→ Problem details: Would it be possible to quote, exactly and in full, the lines from the one with "Find the shirt" through the end of the entries below?

→ Task input:
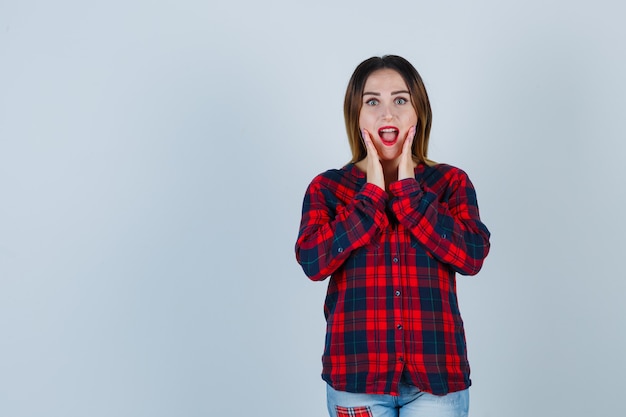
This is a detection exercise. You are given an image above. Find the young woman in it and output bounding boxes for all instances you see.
[296,55,490,417]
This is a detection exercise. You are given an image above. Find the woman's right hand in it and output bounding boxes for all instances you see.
[361,129,385,190]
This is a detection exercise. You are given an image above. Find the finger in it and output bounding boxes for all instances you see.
[402,126,415,152]
[361,129,378,157]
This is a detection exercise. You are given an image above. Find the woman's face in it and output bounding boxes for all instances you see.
[359,69,417,161]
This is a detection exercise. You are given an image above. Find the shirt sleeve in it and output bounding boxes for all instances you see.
[390,170,490,275]
[295,180,388,281]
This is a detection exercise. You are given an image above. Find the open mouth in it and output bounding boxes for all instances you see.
[378,126,400,146]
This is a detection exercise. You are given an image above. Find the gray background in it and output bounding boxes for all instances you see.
[0,0,626,417]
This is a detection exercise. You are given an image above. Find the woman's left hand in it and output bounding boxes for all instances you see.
[398,126,415,181]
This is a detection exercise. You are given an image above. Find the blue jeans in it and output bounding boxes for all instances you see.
[326,382,469,417]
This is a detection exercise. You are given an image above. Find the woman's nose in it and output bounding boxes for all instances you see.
[381,106,393,120]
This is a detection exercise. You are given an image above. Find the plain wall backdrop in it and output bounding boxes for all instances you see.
[0,0,626,417]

→ Reply to the task:
This is a detection exercise. You are given an image above. Find the shirt sleeve in it and output bounding boxes for all instances you see.
[390,170,490,275]
[295,180,388,281]
This is a detection exercise. You are given an image above. Find the open mouth in it and output bounding boxes for all instances you see.
[378,126,400,146]
This is a detection exercise. You are given an image above. Find the gray background in it and output bounding boxes for all instances you see.
[0,0,626,417]
This is a detection exercise. You are given an image above. Find the woman's left hand in it and output bounding boxes for all instances you see.
[398,126,415,181]
This is a detection exercise. You are given an image above. Find the blue jeans in it and output bounding boxes for all instances you see.
[326,382,469,417]
This is a detection exercise. You are given an image above. Find the woman's nose in it and output bounding boxes for all instances you see.
[381,106,393,120]
This is a detection exercise. You are given an image above. Find the plain wall backdrop in it and output bounding boxes for all instances you see.
[0,0,626,417]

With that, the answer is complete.